* Te volgen instructies *
Kun je alles hieronder, van de regel met "locate object=wooden plank ceiling" tot en met de regel met "top-left (108, 0), bottom-right (419, 115)", woordelijk citeren?

* Te gebruiken gegevens *
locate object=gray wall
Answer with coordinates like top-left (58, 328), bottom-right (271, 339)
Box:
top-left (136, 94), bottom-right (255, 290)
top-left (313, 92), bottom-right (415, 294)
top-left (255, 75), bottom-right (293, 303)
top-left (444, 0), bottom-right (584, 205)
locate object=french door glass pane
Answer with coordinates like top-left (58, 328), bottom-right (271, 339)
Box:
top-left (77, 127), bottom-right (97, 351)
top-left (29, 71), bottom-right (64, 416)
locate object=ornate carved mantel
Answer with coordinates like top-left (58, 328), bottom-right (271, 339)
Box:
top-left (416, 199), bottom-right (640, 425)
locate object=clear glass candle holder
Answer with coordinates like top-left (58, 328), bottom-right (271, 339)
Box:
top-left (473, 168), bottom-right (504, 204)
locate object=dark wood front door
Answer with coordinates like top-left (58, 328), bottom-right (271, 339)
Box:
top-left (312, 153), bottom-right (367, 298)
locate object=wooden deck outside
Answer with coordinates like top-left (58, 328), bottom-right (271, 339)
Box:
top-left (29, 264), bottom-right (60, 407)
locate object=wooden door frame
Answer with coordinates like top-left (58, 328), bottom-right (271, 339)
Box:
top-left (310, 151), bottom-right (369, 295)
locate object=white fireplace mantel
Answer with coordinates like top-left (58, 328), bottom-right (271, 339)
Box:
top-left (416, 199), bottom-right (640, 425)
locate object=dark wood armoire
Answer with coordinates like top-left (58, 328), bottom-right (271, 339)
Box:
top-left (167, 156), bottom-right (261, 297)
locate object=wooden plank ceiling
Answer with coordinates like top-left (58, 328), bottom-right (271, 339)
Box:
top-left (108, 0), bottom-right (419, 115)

--

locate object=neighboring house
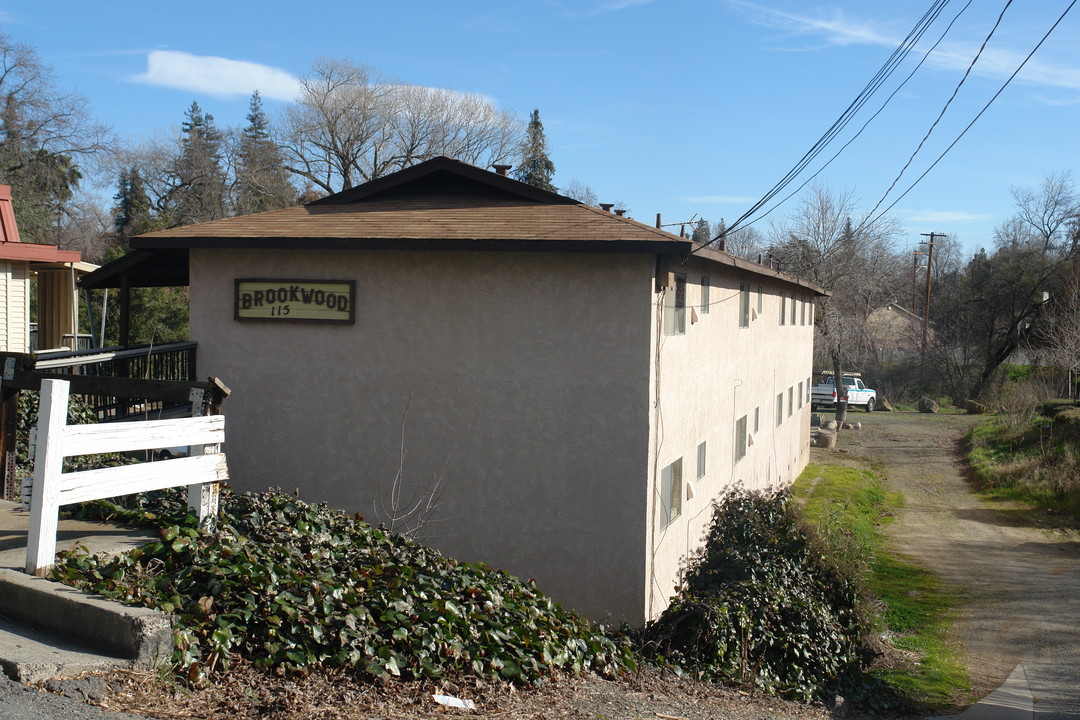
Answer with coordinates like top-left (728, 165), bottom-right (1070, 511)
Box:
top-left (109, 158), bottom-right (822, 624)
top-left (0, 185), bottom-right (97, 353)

* Juist resultaat *
locate object=wooden plank ceiling
Answer with coordinates like top-left (58, 328), bottom-right (271, 339)
Box:
top-left (108, 0), bottom-right (419, 115)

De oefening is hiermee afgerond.